## Stated task A
Decide whether each statement agrees with the press roundup. Answer yes or no, and quote the deciding words of the press roundup exactly. (i) Sibouyeh led the Foreign Ministry's translation department in the 90s. (ii) Press TV's stories about Mehmanparast's news conference mention the exchange about the ambassador's appointment. (iii) Sibouyeh held the post of chargé d'affaires in Tunisia for about four years.
## Stated task B
Extract the passage of the press roundup from "19 Apr 2011" to "our Twitter feed.", and copy it word for word.

## Source text
19 Apr 2011 10:30Comments

Press Roundup provides a selected summary of news from the Iranian press and excerpts where the source is in English. Tehran Bureau has not verified these stories and does not vouch for their accuracy. Please refer to the Media Guide to help put the stories in perspective. You can follow breaking news stories on our Twitter feed.

Iran Daylight Time (IRDT), GMT+4:30

Ali Akbar Sibouyeh. Fars News Agency caricature of IRNA director Ali Akbar Javanfekr (see below).

2:30 p.m., 30 Farvardin/April 19 Reuters reports that the chief spokesman for the Foreign Ministry of the Islamic Republic, Ramin Mehmanparast, refused to confirm the report that appeared in state-owned Iranian media that an ambassador had been appointed to Egypt. Conducting his weekly news conference, Mehmanparast stated, "The news regarding the appointment of an ambassador is guesswork and is hasty." Press TV, which continues to carry the report about the ambassador's appointment, is running three stories about Mehmanparast's news conference, none of which mentions the exchange about the matter.

10:30 a.m., 30 Farvardin/April 19 Press TV, the English-language subsidiary of Islamic Republic of Iran Broadcasting, reports that Iran has appointed its first ambassador to Egypt in more than three decades. Ali Akbar Sibouyeh, a career diplomat, will fill the post. According to Press TV,

Sibouyeh's appointment comes after negotiations between Iranian Foreign Minister Ali Akbar Salehi and his Egyptian counterpart Nabil al-Arabi. [...]

The son of renowned Ayatollah Sibouyeh, the new Iranian ambassador, has held different positions in Iran's Foreign Ministry for 28 years. He headed the translation department of the ministry in the 90s and was subsequently appointed as Iran's chargé d'affaires in Tunisia, where he held the position for some four years. [...]

The post-revolution Egypt looks poised to turn a new page in its relations with the Islamic Republic as the Egyptian top diplomat, Arabi, said his country will witness a new phase in its ties with Iran.

Iran severed ties with Egypt after Cairo signed the 1978 Camp David Accords with the Israeli regime and offered asylum to Iran's deposed monarch Mohammad Reza Pahlavi.

A news item in the Wall Street Journal provides an early indication of how this development may be received in the United States and in Egypt itself. According to the report,

American officials said they are concerned that Egypt's apparent determination to re-establish relations with Iran is part of a broader reordering of its foreign policy. They worry that such a turn could empower Iran and its regional clients Hamas in the Gaza Strip and Hezbollah in Lebanon, both of which are labeled terrorist groups by the U.S. [...]

For decades, Egypt was a vital player in a Middle East balance of power: With its large population, U.S.-financed military and diplomatic ties with Israel, it was a counterweight against Israel's foes, primarily Iran and Syria. But as Iran's power in the region has grown and the Middle East has become more defined by political Islam, Egypt's reliably anti-Iranian stance cost it significant diplomatic capital. With Cairo unable to engage Tehran, it lost its position as one of the region's chief diplomatic brokers, eclipsed by Qatar, Syria and Saudi Arabia. [...]

Engaging Iran may help Egypt proceed with negotiations with Hamas, which has governed the Gaza Strip under an Israeli blockade since the group seized power from the more moderate Fatah in 2007. Any headway toward resolving the seemingly intractable Middle East conflict would be hugely popular among Egyptians, said Mohammed Abdel Salam, an expert on Iran at the government-financed Al Ahram Center for Political Strategic Studies, a Cairo think tank.

## Material provided
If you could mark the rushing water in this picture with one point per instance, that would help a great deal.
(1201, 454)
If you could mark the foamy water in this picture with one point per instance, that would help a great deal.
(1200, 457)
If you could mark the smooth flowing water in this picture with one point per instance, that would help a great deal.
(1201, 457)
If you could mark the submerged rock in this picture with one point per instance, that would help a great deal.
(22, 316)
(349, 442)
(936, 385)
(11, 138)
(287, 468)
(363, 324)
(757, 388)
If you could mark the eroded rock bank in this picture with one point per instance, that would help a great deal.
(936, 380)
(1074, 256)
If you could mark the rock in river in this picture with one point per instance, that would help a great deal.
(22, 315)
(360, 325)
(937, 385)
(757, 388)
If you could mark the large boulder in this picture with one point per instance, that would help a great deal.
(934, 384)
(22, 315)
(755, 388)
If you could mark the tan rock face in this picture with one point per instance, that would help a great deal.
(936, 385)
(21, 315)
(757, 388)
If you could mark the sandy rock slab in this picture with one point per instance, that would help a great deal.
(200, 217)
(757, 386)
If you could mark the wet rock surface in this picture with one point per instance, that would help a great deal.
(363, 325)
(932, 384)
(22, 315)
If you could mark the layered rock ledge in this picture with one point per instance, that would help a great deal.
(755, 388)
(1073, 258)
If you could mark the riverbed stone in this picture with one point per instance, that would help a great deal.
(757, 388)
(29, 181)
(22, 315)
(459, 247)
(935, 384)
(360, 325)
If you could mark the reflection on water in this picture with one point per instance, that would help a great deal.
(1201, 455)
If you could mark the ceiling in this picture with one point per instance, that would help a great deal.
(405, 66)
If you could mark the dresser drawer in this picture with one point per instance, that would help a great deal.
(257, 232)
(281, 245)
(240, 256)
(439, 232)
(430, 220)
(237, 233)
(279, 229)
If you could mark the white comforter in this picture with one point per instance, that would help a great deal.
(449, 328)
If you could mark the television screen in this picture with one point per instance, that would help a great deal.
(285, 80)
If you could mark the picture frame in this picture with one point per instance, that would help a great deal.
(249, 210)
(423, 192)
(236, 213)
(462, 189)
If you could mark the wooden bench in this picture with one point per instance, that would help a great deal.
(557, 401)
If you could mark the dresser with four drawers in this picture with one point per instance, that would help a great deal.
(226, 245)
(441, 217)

## Correct result A
(i) Yes: "He headed the translation department of the ministry in the 90s"
(ii) No: "none of which mentions the exchange about the matter"
(iii) Yes: "where he held the position for some four years"

## Correct result B
19 Apr 2011 10:30Comments

Press Roundup provides a selected summary of news from the Iranian press and excerpts where the source is in English. Tehran Bureau has not verified these stories and does not vouch for their accuracy. Please refer to the Media Guide to help put the stories in perspective. You can follow breaking news stories on our Twitter feed.